(TASK GOAL) Retype the lines of the listing below, starting at the line containing "Complete each <instance>" and ending at the line containing "positive clicks: (533, 146)", including both of those lines and nothing else.

(RECORDS SHOWN)
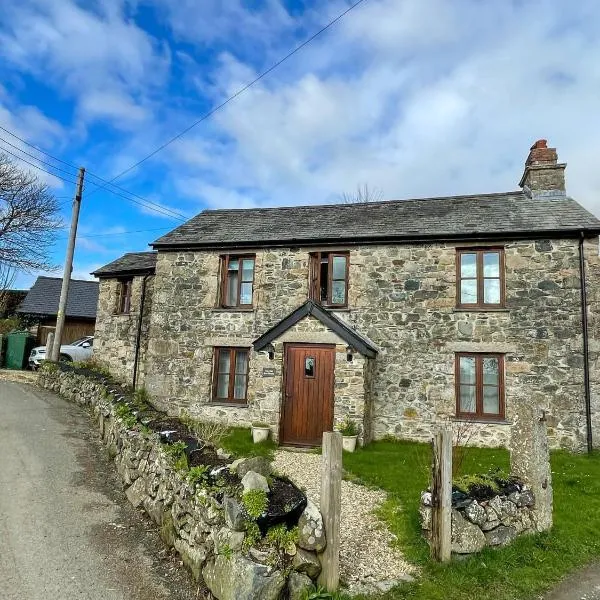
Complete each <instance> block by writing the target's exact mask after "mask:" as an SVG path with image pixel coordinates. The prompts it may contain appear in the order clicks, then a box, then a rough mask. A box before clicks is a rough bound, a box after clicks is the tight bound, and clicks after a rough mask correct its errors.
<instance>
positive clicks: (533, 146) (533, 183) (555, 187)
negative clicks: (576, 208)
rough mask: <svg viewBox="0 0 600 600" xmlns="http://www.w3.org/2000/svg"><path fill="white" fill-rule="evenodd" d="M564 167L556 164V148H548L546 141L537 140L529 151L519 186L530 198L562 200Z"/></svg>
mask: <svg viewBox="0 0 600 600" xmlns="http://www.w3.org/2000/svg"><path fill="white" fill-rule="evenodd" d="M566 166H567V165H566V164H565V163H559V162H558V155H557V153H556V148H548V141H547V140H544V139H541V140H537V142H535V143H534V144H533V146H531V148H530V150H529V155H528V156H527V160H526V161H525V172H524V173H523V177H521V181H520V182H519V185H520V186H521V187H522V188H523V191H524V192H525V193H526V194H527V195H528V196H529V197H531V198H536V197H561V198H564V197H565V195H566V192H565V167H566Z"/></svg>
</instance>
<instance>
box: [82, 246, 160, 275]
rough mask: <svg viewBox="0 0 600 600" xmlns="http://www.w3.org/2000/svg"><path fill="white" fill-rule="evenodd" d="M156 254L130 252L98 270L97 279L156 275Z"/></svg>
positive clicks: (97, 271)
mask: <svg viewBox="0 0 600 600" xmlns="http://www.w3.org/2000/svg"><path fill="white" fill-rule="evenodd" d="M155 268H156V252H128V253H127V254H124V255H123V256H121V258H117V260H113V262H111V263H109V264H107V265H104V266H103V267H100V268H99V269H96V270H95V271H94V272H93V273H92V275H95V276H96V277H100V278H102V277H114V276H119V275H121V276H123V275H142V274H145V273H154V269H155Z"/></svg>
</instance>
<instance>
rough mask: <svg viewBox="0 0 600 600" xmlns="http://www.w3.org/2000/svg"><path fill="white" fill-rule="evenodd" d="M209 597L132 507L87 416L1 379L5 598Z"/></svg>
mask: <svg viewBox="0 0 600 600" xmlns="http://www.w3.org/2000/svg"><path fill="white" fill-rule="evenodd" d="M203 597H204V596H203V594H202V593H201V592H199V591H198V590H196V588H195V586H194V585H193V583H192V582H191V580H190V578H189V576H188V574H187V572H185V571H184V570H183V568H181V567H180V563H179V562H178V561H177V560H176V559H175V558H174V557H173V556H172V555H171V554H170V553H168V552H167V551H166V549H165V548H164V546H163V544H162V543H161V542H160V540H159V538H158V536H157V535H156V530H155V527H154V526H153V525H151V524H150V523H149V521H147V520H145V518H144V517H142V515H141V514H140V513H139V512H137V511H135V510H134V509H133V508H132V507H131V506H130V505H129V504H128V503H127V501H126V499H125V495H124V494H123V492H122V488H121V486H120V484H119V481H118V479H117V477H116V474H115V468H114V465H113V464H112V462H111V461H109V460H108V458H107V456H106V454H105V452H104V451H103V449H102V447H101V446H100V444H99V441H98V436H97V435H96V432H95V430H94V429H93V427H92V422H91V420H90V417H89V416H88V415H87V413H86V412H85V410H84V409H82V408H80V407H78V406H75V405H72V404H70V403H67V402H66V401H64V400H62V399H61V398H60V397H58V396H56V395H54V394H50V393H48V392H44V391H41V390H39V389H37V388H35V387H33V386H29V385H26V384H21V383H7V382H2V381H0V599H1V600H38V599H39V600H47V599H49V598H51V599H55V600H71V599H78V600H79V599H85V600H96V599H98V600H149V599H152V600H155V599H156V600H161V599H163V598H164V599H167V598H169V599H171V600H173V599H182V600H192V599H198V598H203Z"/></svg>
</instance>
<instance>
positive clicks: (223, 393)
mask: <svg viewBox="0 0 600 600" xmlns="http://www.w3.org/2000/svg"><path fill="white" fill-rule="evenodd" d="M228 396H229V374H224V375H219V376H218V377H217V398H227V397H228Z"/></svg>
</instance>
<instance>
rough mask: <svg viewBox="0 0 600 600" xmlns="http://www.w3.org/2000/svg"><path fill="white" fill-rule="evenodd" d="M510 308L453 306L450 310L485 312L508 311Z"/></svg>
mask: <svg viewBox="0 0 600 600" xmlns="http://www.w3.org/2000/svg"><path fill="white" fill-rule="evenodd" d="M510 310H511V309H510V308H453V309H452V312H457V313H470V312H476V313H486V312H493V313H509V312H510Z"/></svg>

* * *

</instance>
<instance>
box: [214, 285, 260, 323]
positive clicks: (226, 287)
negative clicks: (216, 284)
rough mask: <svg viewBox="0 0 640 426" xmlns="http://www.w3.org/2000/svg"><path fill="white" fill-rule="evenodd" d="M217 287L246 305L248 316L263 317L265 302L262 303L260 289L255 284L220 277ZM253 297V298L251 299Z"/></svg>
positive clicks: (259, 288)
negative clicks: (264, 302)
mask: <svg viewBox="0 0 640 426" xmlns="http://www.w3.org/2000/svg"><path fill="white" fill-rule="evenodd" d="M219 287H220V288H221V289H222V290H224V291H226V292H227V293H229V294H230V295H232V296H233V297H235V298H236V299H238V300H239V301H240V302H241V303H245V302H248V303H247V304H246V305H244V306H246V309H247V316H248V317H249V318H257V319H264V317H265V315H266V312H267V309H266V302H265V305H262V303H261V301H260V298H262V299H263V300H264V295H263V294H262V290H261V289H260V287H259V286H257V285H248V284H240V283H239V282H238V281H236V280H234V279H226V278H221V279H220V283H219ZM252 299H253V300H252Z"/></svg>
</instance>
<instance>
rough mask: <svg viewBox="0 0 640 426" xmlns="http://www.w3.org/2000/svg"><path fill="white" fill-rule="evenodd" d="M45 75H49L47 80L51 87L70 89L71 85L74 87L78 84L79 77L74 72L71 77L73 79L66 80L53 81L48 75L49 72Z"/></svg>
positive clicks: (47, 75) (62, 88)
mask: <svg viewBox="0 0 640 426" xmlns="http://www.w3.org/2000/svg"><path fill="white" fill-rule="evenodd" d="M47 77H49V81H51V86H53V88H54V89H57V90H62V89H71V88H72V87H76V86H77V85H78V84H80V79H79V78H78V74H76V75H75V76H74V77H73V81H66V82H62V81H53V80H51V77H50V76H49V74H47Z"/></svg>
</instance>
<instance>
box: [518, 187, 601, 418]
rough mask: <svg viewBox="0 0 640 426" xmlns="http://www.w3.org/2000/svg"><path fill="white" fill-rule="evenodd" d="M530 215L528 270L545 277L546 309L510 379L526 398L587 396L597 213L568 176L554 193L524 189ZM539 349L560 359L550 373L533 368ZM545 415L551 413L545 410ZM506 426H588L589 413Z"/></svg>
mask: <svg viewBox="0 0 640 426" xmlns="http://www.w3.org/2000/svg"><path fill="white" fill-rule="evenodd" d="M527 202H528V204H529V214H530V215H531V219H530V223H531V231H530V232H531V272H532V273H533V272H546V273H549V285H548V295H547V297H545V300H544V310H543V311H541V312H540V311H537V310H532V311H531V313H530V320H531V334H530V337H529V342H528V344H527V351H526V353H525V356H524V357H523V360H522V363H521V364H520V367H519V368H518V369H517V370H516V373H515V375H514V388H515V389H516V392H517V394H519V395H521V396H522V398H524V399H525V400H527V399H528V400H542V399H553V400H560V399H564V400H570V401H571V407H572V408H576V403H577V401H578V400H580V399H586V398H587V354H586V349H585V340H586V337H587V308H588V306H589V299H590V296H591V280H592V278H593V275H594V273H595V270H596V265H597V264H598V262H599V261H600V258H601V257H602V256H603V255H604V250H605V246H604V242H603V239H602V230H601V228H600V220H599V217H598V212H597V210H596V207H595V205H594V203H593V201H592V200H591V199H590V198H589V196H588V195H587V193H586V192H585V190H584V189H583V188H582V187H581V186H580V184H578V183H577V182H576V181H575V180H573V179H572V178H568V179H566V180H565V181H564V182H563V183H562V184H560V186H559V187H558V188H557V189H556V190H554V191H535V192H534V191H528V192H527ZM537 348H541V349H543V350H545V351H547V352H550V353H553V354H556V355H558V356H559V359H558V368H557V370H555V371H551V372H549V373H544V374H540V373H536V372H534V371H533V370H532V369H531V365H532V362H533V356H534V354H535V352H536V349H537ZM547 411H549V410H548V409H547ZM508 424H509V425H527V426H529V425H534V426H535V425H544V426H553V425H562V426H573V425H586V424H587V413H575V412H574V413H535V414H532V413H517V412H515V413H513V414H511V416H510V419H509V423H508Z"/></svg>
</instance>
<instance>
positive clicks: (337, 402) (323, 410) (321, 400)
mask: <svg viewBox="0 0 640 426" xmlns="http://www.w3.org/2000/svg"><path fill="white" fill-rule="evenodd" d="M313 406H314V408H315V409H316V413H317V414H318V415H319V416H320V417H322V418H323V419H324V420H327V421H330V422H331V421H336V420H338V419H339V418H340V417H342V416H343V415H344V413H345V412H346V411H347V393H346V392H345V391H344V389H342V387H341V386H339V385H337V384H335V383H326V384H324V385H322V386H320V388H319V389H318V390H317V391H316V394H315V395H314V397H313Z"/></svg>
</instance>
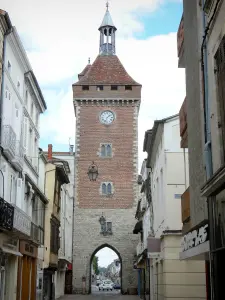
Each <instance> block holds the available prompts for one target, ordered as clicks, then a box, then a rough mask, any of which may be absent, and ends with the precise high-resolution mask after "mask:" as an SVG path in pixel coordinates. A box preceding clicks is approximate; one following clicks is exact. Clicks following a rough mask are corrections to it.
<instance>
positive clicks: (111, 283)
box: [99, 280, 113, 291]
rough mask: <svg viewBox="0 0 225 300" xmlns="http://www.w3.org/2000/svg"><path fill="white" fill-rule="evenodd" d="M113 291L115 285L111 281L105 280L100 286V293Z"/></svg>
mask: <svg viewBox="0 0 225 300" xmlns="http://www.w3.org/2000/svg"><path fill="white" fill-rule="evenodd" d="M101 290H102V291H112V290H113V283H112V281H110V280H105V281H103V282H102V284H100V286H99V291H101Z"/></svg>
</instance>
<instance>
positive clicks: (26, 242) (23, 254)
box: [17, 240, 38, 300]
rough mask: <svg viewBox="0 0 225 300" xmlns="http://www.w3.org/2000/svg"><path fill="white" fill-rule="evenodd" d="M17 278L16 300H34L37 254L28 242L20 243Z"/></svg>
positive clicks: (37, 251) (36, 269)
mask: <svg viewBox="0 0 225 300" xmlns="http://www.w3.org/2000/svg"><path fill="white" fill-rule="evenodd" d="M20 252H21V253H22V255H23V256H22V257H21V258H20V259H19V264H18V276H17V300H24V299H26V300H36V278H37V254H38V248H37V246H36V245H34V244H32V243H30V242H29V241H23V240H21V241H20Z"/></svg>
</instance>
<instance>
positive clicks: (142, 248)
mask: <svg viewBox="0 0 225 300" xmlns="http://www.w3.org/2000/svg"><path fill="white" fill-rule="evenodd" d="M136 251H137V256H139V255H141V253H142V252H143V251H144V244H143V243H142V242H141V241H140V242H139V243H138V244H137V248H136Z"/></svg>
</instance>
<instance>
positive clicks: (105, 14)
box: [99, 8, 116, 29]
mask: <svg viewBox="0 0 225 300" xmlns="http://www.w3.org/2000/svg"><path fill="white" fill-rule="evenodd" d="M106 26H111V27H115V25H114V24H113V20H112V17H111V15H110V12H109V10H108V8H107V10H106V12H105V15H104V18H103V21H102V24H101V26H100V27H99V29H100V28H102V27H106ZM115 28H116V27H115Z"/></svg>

...

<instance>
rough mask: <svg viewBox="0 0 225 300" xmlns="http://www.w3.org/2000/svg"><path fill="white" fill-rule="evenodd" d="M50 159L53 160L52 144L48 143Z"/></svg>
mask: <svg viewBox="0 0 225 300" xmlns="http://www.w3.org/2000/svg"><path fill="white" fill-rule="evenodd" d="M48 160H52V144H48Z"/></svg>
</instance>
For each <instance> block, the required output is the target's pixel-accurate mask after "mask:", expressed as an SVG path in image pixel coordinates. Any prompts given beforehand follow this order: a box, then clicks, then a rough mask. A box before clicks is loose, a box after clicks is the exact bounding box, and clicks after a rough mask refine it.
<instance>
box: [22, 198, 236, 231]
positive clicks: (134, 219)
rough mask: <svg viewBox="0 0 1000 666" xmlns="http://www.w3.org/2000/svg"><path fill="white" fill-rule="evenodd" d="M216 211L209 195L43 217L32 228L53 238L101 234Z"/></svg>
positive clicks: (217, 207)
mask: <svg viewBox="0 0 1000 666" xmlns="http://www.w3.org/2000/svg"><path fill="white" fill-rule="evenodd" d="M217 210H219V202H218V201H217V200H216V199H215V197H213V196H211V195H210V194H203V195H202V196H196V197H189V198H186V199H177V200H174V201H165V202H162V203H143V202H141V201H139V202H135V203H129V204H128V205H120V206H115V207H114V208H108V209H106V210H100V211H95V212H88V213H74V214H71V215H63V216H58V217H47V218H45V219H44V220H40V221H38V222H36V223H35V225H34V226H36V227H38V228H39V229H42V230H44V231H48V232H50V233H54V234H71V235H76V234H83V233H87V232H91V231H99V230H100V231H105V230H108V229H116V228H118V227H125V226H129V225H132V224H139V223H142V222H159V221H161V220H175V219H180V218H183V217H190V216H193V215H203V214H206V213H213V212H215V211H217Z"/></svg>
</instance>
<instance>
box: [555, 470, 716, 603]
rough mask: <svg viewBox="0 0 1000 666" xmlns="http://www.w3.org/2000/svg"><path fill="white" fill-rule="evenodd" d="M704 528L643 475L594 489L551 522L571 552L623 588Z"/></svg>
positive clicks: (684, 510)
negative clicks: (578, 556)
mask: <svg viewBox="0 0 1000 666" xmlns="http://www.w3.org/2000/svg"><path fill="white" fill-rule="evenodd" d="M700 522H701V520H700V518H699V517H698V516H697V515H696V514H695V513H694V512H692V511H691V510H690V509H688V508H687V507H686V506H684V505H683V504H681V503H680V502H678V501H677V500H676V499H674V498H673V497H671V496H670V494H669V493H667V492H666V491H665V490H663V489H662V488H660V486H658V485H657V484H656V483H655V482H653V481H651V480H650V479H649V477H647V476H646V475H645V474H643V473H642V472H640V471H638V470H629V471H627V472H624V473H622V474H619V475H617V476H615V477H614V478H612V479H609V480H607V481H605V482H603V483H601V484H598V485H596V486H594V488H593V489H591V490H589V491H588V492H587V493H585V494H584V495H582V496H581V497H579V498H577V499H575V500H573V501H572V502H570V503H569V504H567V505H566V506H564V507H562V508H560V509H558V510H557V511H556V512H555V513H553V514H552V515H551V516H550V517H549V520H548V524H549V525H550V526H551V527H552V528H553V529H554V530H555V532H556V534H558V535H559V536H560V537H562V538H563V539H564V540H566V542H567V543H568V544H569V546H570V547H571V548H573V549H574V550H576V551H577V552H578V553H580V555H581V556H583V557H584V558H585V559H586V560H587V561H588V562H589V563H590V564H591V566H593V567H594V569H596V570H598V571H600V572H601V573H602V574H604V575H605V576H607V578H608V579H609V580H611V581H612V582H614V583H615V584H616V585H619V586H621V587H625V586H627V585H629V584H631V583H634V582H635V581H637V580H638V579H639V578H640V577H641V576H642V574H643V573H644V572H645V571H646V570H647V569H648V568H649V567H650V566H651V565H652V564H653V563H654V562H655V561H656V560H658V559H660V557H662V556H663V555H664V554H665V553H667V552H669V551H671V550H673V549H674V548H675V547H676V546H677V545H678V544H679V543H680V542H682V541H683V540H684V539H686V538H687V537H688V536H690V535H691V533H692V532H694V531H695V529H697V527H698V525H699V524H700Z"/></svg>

(EXERCISE OUTPUT)
Complete each <instance> block by writing the target's exact mask after "mask:" as an SVG path with image pixel coordinates. The prompts it may contain appear in the order clicks, then a box, then a rough mask. A box before clicks is a rough bound, a box after clicks is the tight bound, and clicks after a rough mask correct its errors.
<instance>
positive clicks: (533, 146) (533, 183) (555, 187)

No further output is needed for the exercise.